___ Data rows ___

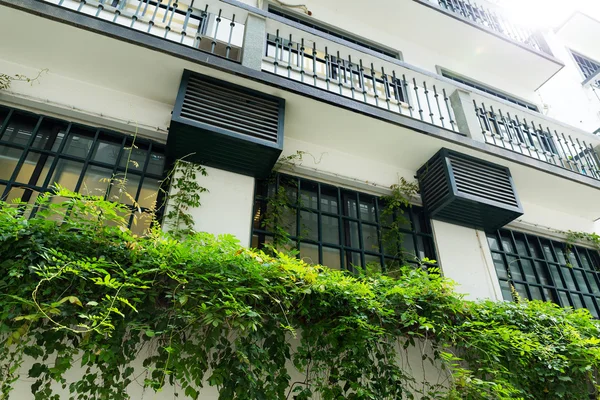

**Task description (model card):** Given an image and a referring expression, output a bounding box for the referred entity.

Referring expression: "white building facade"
[0,0,600,398]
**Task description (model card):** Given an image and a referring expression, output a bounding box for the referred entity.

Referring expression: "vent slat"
[182,104,277,135]
[185,93,279,123]
[188,78,279,111]
[181,111,276,141]
[167,70,285,179]
[417,149,523,231]
[179,73,282,144]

___

Prompt: Please express every line of the listing above as a Markdown table with the columns Row and Line, numbering the rows and skipping blank lines. Leave the pictures out of your answer.

The reply:
| Row | Line |
|---|---|
| 1 | **Task description (model card):** Given an image and a referring expression, output a bounding box for the referred entity. |
| 2 | Referring expression: "white building facade" |
| 3 | [0,0,600,398] |
| 4 | **Task description (model card):** Given an image and a referring expression, output a bounding box for the referred entity. |
| 5 | Referring expression: "vent slat" |
| 6 | [182,104,277,135] |
| 7 | [185,93,279,123] |
| 8 | [188,78,279,111] |
| 9 | [181,111,276,141] |
| 10 | [167,70,285,179] |
| 11 | [417,149,523,231] |
| 12 | [179,73,282,144] |